◆ SOURCE EXTRACT
/---
The Book Rights Registry

Approval of this settlement would establish a new collecting society, the Book Rights Registry (BRR), initially funded by Google with $34.5 million. The BRR will be responsible for allocating $45 million in settlement funds that Google is providing to compensate copyright owners for past uses of their books.

More important is Google's commitment to pay the BRR 63% of the revenues it makes from Book Search that are subject to sharing provisions. The revenue streams will come from ads appearing next to displays of in-copyright books in response to user queries and from individual and institutional subscriptions to some or all of the books in the corpus. Google and the BRR may also develop new business models over time that will be subject to similar sharing.

One of the main jobs of the BRR will be to distribute these revenues. The money will go, less BRR's costs, to authors and publishers who have registered their copyright claims with the BRR. Although the settlement agreement extends only to books published prior to January 5, 2009, the BRR is expected to attract authors and publishers of later-published books to participate in the revenue-sharing arrangement that Google has negotiated with the BRR.

Back to Top

Class Action Settlement

By now, Communications readers may be a bit puzzled. How can Google be getting a license to make millions of in-copyright books available through Book Search just by settling a lawsuit brought by a small fraction of authors and publishers?


How can Google be getting a license to make millions of in-copyright books available through Book Search just by settling a lawsuit?


U.S. law allows the filing of "class action" lawsuits whose lead plaintiffs claim they represent a class of persons who have suffered the same kind of harm as a result of the defendant's wrongful conduct as long as there are common issues of fact and law that make it desirable to adjudicate the claims in one lawsuit instead of many.

The Authors Guild and three of its members sued Google, claiming to represent a class of similarly situated authors whose books Google was scanning and whose copyrights Google was violating. By bringing a class action lawsuit, the Authors Guild put considerable financial pressure on Google because the winner of a class action lawsuit is entitled to an award that equals all of the monies owed to the class, which may be exponentially higher than awards to individual plaintiffs.

In the absence of a settlement agreement, Google would almost certainly have vigorously fought against certification of the class in the Authors Guild case. After all, the guild has only a few thousand members and most of them do not write the kinds of scholarly works that are typically found in major university research libraries. Many scholarly book authors might want their books to be scanned by the Book Search project so they will be more accessible to potential readers.

The publisher lawsuit did not start out as a class action lawsuit, perhaps in part because McGraw-Hill et al. recognized how difficult it would be for them to prove they adequately represented a class of all book publishers whose books Google had scanned.
\---
◆ DATA LISTING
/---
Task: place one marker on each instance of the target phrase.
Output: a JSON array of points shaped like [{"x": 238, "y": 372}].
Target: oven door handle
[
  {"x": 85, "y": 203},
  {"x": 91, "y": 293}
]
\---
◆ STATED GOAL
Carry the Google Book Search settlement article forward from its last paragraph, the one about the publisher lawsuit.

◆ TASK OUTPUT
However, the agreement that Google has negotiated with the Authors Guild and the Association of American Publishers (AAP) would, if approved, be settled as a class action on behalf of all book authors and publishers, with the Guild and AAP claiming to represent their entire respective classes. By acceding to the certification of these classes through the settlement, Google will get a license from all authors and publishers of books covered by the agreement (which is to say nearly every in-copyright book ever published in the U.S.) so that it can commercialize them through the Book Search.

Back to Top

Google's New Monopoly

The proposed settlement agreement would give Google a monopoly on the largest digital library of books in the world. It and the BRR, which will also be a monopoly, will have considerable freedom to set prices and terms and conditions for Book Search's commercial services. The BRR is unlikely to complain that the price is too high, the digital rights management technology is too restrictive, or the terms are too onerous.

Google will also be the only service lawfully able to sell orphan books and monetize them through subscriptions. The BRR will get 63% of these revenues that it will pay out to registered authors and publishers, even as to books in which they hold no rights. (Some unclaimed orphan work funds may go to charities that promote literacy.) No author whose books are in the corpus can get paid by the BRR unless he or she has registered with it.

Virtually the only way that Amazon, com, Microsoft, Yahoo!, or the Open Content Alliance could get a comparably broad license as the settlement would give Google would be by starting its own project to scan books. The scanner might then be sued for copyright infringement, as Google was. It would be very costly and risky to litigate a fair use claim to final judgment given how high copyright damages may be (up to $150,000 per infringed work). Chances are also slim that the plaintiffs in such a lawsuit would be willing or able to settle on equivalent or even similar terms.

Back to Top

Dead Souls

The Book Search settlement brings to mind Nikolai Gogol's story, Dead Souls. Chichikov, its main character, travels around the Russian countryside to buy "dead souls" in an attempt to become a wealthy and influential man. In the early 19th century, Russian landowners had to pay annual taxes on the number of serfs—counted as "souls"— they owned as of the last census.


The Book Search agreement under consideration is not really a settlement of a dispute over whether scanning books to index them is fair use.


Chichikov offered to buy "dead souls" (serfs who had died since the last census) from the landowners. His plan was to acquire enough of these souls so that he could take out a large loan secured by his portfolio, and thereby become a wealthy man.

In Gogol's story, Chichikov's scheme falls apart. Rumors fly that the souls he owns are all dead and he flees the town in disgrace. In Google's story, however, the dead soul scheme seems likely to pay off handsomely, as Google will have the exclusive right to commercially exploit millions of orphan books.

Back to Top

Representativeness?

As galling as it is to realize that the BRR and its registered authors and publishers will derive income from millions of books they didn't write or publish, it is even more galling that copyright maximalists will almost certainly dominate the BRR governing board.

(The Authors Guild president, for example, complained about the "read aloud" feature of Kindle, denoting it a "swindle," and a copyright infringement. The AAP is supporting legislation to forbid the U.S. National Institutes of Health from promoting "open access" policies for articles written under NIH grants. And of course, the Authors Guild and AAP characterized Google as a thief for scanning books from research libraries.)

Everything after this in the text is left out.